# SOURCE DOCUMENT
Sen. Marco Rubio’s key-lime pie proposal might not be so ridiculous. (J. Scott Applewhite/AP)

Ridiculousness may be in the eye — or tastebuds — of the beholder.

Wednesday, Sen. Marco Rubio held up the idea of making key lime pie the official pie of the United States as an example of a laughable idea (unlike his desire to exclude the debt limit from budget talks, which he argued was perfectly reasonable).

“This is not a trivial objection,” the Florida Republican said during a speech on the Senate floor arguing against debt-limit talks. “I’m not asking that the key lime pie be made the official pie of the United States. I’m not asking for some ridiculous thing.”

But wait, would that really be such a crazy idea? Key lime is the official state pie of Florida — and the Sunshine State is populous and politically powerful. And surely, he couldn’t have meant that the very idea of having a national pie (regardless of the flavor) was itself silly. After all, we essentially have a national bird (the bald eagle was made the nation’s emblem in 1782), and Congress routinely names months and days after awareness of obscure diseases and scourges (a happy belated National Invasive Species Awareness Week, everyone!), so a national pie certainly couldn’t be regarded as too trivial a matter for Congress to address.

And then there’s the most powerful argument in the “pro” column: Key lime pie happens to be quite delicious.

Though it turns out, maybe Rubio is as savvy as his boosters say he is — or perhaps he’s got a good mastery of polling. According to the American Pie Council, key lime isn’t even among the top five pies preferred by Americans. So if we were to adopt a national pie, key lime would have to fight an uphill battle (enterprising lobbyists, take note). Apple (of course) is first, followed by pumpkin, pecan, banana cream, and cherry.

Now there’s a debate worthy of the Senate.

# RECORDS
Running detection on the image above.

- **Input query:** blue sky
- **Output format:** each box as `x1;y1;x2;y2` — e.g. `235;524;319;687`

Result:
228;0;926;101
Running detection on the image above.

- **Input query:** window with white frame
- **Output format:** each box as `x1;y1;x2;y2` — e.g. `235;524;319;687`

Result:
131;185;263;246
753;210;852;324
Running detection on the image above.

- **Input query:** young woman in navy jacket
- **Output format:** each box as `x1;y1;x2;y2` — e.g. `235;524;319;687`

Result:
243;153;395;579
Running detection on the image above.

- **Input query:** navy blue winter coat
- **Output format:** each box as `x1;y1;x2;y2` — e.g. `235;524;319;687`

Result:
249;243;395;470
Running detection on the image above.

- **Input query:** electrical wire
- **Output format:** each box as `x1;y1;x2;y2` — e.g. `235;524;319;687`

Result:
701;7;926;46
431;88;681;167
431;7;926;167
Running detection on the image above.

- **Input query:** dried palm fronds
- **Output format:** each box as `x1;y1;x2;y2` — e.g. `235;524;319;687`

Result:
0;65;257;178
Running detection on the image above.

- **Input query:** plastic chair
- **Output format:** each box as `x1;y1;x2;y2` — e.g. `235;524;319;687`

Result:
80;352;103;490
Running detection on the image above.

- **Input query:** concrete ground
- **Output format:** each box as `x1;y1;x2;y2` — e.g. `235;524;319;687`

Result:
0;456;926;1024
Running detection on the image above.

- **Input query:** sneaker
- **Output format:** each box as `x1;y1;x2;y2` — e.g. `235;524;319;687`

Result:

# WHAT TO WORK ON
A - In the article on Senator Rubio's key lime pie remark, begin at the words "But wait, would" and stop after "be quite delicious.". Reproduce that passage with "delicious" replaced by "tasty".
B - According to the article on Senator Rubio's key lime pie remark, why would key lime face an uphill battle if the country adopted a national pie?

# SOLVED PROBLEMS
A -
But wait, would that really be such a crazy idea? Key lime is the official state pie of Florida — and the Sunshine State is populous and politically powerful. And surely, he couldn’t have meant that the very idea of having a national pie (regardless of the flavor) was itself silly. After all, we essentially have a national bird (the bald eagle was made the nation’s emblem in 1782), and Congress routinely names months and days after awareness of obscure diseases and scourges (a happy belated National Invasive Species Awareness Week, everyone!), so a national pie certainly couldn’t be regarded as too trivial a matter for Congress to address.

And then there’s the most powerful argument in the “pro” column: Key lime pie happens to be quite tasty.

B - According to the American Pie Council, key lime is not among the five pies Americans prefer most. Apple ranks first, followed by pumpkin, pecan, banana cream, and cherry.